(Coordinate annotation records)
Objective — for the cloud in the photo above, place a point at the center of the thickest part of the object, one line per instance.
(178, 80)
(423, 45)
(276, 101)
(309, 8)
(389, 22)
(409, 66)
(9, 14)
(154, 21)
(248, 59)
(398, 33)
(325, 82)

= DIRECTIONS FOR THIS TASK =
Rewrite the material, substituting "densest" for "thickest" and leaving everything else unchanged.

= ANSWER FOR THE TASK =
Objective — for the cloud in the photo above, place a point at the center of the densest part of the object, one line per instance.
(178, 80)
(423, 45)
(276, 101)
(309, 8)
(389, 22)
(409, 66)
(9, 14)
(154, 21)
(248, 59)
(398, 33)
(325, 82)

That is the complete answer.